• **Dati**:
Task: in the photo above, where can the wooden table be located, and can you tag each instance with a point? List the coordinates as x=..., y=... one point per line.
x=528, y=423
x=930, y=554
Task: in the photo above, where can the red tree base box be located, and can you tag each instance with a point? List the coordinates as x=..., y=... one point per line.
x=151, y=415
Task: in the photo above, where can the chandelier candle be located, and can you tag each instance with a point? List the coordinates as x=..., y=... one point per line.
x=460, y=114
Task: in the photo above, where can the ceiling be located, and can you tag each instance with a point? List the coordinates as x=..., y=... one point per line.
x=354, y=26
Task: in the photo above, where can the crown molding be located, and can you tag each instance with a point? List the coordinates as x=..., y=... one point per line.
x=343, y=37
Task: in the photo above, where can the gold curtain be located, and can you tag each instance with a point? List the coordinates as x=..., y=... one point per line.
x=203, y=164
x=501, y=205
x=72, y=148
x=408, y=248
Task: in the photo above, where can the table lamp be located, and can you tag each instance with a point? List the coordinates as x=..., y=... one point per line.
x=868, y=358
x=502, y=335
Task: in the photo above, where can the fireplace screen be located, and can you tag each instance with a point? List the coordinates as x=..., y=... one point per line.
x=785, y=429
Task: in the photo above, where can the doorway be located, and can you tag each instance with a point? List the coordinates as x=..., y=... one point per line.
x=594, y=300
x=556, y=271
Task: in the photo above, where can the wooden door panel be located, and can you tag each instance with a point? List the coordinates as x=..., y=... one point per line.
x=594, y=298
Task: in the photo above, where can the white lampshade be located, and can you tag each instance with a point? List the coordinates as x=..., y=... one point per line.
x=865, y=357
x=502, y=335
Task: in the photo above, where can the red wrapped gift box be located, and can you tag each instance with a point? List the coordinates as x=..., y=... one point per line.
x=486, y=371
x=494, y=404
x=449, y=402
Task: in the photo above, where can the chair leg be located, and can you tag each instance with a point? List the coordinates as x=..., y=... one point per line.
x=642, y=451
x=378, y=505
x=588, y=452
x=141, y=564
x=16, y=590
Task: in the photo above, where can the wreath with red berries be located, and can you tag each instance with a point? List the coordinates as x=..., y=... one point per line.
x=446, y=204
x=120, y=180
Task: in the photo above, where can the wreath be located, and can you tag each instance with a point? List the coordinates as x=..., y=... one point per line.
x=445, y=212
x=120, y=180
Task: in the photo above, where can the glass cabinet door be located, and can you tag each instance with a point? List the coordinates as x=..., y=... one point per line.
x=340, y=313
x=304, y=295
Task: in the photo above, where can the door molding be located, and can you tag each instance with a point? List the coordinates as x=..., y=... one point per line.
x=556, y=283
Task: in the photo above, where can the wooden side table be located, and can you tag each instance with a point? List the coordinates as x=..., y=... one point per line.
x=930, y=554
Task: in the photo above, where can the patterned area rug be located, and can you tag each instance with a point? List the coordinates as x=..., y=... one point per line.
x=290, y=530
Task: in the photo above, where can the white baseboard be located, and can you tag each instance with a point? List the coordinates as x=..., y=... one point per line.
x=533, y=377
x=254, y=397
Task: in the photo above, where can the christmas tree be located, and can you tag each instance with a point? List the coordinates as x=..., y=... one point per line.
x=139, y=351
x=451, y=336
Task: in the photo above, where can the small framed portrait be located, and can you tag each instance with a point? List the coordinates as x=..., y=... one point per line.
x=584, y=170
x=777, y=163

--

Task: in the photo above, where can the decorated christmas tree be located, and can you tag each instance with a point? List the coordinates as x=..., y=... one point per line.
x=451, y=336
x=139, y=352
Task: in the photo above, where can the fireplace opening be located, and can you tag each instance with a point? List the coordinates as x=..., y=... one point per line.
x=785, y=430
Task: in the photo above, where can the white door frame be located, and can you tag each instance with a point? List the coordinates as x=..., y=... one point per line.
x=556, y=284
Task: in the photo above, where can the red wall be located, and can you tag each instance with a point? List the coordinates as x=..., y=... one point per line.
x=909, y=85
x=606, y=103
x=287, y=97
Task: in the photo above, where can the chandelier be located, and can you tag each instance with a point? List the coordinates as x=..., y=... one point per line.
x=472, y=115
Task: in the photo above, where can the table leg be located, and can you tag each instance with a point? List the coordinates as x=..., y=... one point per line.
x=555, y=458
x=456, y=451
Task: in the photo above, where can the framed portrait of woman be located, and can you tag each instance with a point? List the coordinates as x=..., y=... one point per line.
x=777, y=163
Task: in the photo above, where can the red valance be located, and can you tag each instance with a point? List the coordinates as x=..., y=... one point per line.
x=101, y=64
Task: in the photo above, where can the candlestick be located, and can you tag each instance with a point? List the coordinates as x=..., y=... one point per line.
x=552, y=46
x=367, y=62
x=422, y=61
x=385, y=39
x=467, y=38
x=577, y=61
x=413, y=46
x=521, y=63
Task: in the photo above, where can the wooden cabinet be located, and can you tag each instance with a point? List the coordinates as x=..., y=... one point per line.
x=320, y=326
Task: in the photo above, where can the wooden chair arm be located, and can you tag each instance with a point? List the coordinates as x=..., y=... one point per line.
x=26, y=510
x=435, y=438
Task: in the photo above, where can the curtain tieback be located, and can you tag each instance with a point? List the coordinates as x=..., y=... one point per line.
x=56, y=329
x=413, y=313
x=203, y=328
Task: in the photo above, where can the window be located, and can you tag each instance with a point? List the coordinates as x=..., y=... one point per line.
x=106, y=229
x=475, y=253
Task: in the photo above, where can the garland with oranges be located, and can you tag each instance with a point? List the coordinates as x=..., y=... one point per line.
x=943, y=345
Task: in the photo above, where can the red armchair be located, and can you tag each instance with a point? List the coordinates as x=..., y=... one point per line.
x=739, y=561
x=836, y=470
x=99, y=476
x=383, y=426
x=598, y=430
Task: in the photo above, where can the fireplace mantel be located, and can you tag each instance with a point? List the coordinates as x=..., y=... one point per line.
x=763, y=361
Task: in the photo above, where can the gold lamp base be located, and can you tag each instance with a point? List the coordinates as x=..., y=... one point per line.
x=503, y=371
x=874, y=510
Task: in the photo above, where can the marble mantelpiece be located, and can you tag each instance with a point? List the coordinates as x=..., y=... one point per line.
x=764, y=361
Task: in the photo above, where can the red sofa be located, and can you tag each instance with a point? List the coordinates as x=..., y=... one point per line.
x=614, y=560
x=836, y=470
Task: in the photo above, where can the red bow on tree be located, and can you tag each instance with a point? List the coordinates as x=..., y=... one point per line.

• **Compito**:
Riscriva come elenco numerato le righe a partire da quella che contiene "Task: in the photo above, where can the candlestick" e fino a quella che contiene "x=943, y=345", entrambe incluse, omettendo le righe vuote.

• **Risposta**:
1. Task: in the photo above, where can the candlestick be located, and can you tag each instance with a point? List the coordinates as x=..., y=... one point per line.
2. x=552, y=46
3. x=367, y=62
4. x=422, y=61
5. x=385, y=39
6. x=467, y=38
7. x=577, y=61
8. x=413, y=46
9. x=521, y=63
10. Task: in the photo above, where can the wooden cabinet be located, and can you tag each instance with a point? List the coordinates as x=..., y=... one point per line.
11. x=320, y=326
12. Task: in the photo above, where can the wooden chair arm be located, and can you tag each instance with a point? List the coordinates as x=..., y=... one point per line.
13. x=26, y=510
14. x=435, y=438
15. Task: in the photo above, where can the curtain tieback be located, and can you tag each instance with a point? List the coordinates as x=..., y=... one point per line.
16. x=56, y=329
17. x=413, y=313
18. x=203, y=328
19. Task: in the photo above, where can the window be located, and can you tag each instance with a point? List the coordinates as x=..., y=... one point per line.
20. x=106, y=229
21. x=475, y=253
22. Task: in the photo above, where can the garland with oranges be located, and can you tag each instance with a point? List the coordinates as x=..., y=... one point per line.
23. x=943, y=345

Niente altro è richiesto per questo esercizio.